------ ENTRIES SUPPLIED ------

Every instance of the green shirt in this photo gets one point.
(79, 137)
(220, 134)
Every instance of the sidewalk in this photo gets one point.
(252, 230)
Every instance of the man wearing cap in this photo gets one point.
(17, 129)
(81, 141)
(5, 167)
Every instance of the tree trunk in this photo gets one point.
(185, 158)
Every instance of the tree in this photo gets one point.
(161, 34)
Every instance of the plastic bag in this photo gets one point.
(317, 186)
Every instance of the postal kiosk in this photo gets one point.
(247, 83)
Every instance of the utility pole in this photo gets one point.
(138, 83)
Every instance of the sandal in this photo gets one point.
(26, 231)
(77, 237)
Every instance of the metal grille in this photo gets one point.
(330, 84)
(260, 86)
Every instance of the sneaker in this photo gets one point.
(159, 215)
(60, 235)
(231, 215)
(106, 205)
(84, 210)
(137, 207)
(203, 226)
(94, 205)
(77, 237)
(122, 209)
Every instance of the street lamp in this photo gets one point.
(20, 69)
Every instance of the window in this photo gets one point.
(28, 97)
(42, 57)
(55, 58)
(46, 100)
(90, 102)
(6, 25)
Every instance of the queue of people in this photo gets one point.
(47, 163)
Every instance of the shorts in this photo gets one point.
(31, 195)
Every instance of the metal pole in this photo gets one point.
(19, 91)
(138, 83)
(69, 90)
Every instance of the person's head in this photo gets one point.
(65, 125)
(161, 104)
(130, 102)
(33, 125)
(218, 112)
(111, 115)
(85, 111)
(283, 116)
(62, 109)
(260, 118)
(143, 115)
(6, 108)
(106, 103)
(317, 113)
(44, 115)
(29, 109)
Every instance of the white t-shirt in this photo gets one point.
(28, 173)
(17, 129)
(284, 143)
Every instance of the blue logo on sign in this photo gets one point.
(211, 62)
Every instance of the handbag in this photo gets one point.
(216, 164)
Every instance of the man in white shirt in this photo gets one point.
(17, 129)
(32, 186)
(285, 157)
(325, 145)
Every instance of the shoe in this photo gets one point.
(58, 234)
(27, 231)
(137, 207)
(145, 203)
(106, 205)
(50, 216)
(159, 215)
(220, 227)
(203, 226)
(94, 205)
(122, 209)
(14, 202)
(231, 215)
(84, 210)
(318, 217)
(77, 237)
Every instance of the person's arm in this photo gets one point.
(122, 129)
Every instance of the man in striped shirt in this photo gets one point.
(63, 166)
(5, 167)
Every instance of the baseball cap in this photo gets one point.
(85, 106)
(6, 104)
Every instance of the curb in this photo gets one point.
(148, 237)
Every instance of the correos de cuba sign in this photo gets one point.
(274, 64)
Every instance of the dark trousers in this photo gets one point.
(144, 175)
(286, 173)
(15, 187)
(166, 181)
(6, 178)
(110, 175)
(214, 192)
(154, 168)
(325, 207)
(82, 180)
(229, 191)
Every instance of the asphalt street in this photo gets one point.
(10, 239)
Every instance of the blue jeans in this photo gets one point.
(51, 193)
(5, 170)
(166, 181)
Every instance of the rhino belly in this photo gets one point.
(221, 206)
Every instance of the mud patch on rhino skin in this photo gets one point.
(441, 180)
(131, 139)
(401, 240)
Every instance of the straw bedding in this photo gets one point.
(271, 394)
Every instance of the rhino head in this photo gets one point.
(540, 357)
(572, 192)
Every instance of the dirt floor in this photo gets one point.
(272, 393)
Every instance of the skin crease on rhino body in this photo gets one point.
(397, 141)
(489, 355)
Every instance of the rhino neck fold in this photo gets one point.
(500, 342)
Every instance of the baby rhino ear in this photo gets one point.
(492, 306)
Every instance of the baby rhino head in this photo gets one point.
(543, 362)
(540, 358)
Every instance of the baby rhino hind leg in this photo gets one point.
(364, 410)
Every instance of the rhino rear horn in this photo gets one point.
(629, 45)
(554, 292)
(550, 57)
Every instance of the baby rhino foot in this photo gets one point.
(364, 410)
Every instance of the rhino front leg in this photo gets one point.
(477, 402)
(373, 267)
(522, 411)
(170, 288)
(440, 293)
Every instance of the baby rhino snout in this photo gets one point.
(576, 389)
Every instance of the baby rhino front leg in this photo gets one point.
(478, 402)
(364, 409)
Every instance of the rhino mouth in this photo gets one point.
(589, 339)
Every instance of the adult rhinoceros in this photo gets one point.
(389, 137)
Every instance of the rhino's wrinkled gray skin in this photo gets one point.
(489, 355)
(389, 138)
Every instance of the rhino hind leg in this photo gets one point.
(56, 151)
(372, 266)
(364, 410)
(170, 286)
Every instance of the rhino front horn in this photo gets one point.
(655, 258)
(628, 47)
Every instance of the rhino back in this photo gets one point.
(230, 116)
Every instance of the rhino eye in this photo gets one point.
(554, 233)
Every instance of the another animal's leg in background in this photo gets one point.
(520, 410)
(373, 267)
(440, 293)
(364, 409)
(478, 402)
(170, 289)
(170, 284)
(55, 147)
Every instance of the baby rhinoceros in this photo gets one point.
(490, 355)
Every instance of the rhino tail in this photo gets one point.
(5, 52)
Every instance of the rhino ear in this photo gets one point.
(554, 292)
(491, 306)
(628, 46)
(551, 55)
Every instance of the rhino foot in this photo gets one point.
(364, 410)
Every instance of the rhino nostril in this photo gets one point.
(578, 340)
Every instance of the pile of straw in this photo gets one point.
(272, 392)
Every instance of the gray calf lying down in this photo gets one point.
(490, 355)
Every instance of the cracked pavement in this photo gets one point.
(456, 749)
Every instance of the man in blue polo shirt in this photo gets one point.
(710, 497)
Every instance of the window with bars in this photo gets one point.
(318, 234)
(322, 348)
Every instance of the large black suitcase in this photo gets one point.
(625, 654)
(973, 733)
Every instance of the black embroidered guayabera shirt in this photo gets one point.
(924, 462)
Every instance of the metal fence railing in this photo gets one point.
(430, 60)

------

* _BRIEF_
What is wanted is the complete set of entries, returned verbatim.

* _WRITTEN SOLUTION_
Every instance of the green shirt in this photo gets one point.
(79, 137)
(220, 134)
Every instance of the sidewalk in this photo gets one point.
(252, 230)
Every instance of the man wearing cap in this photo gets one point.
(17, 129)
(81, 141)
(5, 167)
Every instance of the tree trunk in this photo gets one point.
(185, 158)
Every instance of the tree in this photo gets one point.
(161, 34)
Every instance of the plastic bag in this photo gets one point.
(317, 186)
Every instance of the postal kiosk in this photo gets one point.
(247, 83)
Every instance of the utility pole in this photo gets one point.
(138, 83)
Every instance of the sandal in this photo gets one point.
(26, 231)
(77, 237)
Every instance of the metal grille in this photo gets one point.
(330, 84)
(260, 86)
Every instance of the sneaker in this photo gets one point.
(159, 215)
(60, 235)
(231, 215)
(106, 205)
(84, 210)
(137, 207)
(203, 226)
(94, 205)
(77, 237)
(122, 209)
Every instance of the street lamp in this photo gets one point.
(20, 69)
Every instance of the window in this photo gets one point.
(28, 97)
(42, 57)
(55, 58)
(46, 100)
(90, 102)
(6, 25)
Every instance of the queue of people in this photo gets one point.
(47, 163)
Every instance of the shorts in this photo gets one point.
(31, 195)
Every instance of the metal pole in this photo gets one point.
(19, 91)
(138, 83)
(69, 90)
Every instance of the person's head in this photo gets one point.
(65, 125)
(161, 104)
(130, 102)
(33, 125)
(218, 112)
(111, 115)
(85, 111)
(283, 116)
(62, 109)
(260, 118)
(143, 115)
(6, 108)
(106, 103)
(317, 113)
(44, 115)
(29, 109)
Every instance of the white t-shirt in this photo gets one point.
(28, 173)
(17, 129)
(284, 143)
Every instance of the blue logo on sign in this photo gets one point.
(211, 62)
Every instance of the handbag in this photo gets one point.
(216, 164)
Every instance of the man in white shirt in this photo gets one point.
(17, 129)
(32, 186)
(285, 157)
(325, 145)
Every instance of the shoe in this photo gets one point.
(58, 234)
(27, 231)
(137, 207)
(145, 203)
(106, 205)
(50, 216)
(159, 215)
(220, 227)
(203, 226)
(94, 205)
(122, 209)
(14, 202)
(231, 215)
(84, 210)
(318, 217)
(77, 237)
Every instance of the person's arm in this photo gets one point.
(122, 129)
Every instance of the man in striped shirt in this photo gets one point.
(63, 166)
(5, 167)
Every instance of the baseball cap in this photo gets one point.
(85, 106)
(6, 104)
Every instance of the curb in this photo gets one point.
(148, 237)
Every instance of the correos de cuba sign in this photo gets one point.
(274, 64)
Every instance of the dark trousers in this photo gets one point.
(144, 175)
(286, 173)
(15, 187)
(166, 181)
(6, 178)
(110, 175)
(214, 192)
(154, 168)
(325, 207)
(82, 180)
(229, 191)
Every instance of the asphalt street in this photo gets one point.
(10, 239)
Every instance of the blue jeans in this photo gets one point.
(51, 193)
(5, 170)
(166, 181)
Every instance of the rhino belly in this photo gets one point.
(221, 206)
Every instance of the mud patch on rhino skin in this photo gets one point.
(441, 180)
(131, 139)
(401, 240)
Every instance of the straw bedding in this photo gets one point.
(271, 394)
Every instance of the rhino head in this photo gets one point.
(540, 357)
(572, 192)
Every instance of the dirt floor in this photo gets one point.
(272, 393)
Every instance of the skin crease on rhino body in this photo gets one point.
(397, 141)
(489, 355)
Every instance of the rhino neck fold in this photo gets one point.
(500, 342)
Every instance of the baby rhino ear in this photo gets one point.
(492, 306)
Every instance of the baby rhino head in this photo gets one point.
(543, 362)
(540, 358)
Every instance of the baby rhino hind leg in this photo gets one point.
(364, 410)
Every instance of the rhino rear horn in this photo gets one point.
(629, 45)
(554, 292)
(550, 57)
Every instance of the baby rhino foot in this photo gets one point.
(364, 410)
Every instance of the rhino front leg in this photo gets one point.
(477, 402)
(373, 267)
(522, 411)
(170, 288)
(440, 293)
Every instance of the baby rhino snout in this photo gets one point.
(576, 389)
Every instance of the baby rhino front leg in this photo gets one point.
(478, 402)
(364, 409)
Every instance of the rhino mouth in this photo gets one point.
(589, 339)
Every instance of the adult rhinoceros in this photo gets one point.
(389, 137)
Every instance of the rhino's wrinkled gray skin in this photo gets one point.
(489, 355)
(389, 138)
Every instance of the rhino hind leg in this photo gets one point.
(56, 151)
(372, 266)
(364, 410)
(170, 286)
Every instance of the rhino front horn in this photo gets one point.
(655, 258)
(628, 47)
Every instance of the rhino back in this photo gets one point.
(230, 116)
Every instance of the rhino eye in this photo gets one point.
(554, 233)
Every instance of the another animal's leg in background in this photo gets one point.
(520, 410)
(373, 267)
(440, 293)
(364, 409)
(478, 402)
(170, 289)
(170, 284)
(55, 147)
Every instance of the baby rhinoceros in this photo gets one point.
(490, 355)
Every instance of the rhino tail in this photo gets one point.
(5, 52)
Every instance of the rhino ear in this photo gets one point.
(554, 292)
(491, 306)
(628, 46)
(551, 55)
Every instance of the rhino foot in this photo gets one point.
(364, 410)
Every instance of the rhino nostril in this photo gets one point.
(578, 340)
Every instance of the pile of straw in this photo gets one point.
(272, 392)
Every instance of the gray calf lying down in this photo gets one point.
(490, 355)
Every instance of the cracked pavement in this photo gets one point.
(456, 749)
Every instance of the man in blue polo shirt in this photo gets one point.
(710, 497)
Every instance of the window with bars in this photo gets one point.
(318, 234)
(322, 348)
Every instance of the large black suitcase in this photo gets one point.
(625, 654)
(973, 733)
Every instance of the black embroidered guayabera shirt in this photo gets one point.
(924, 462)
Every instance of the metal fence railing in this photo gets one point.
(430, 60)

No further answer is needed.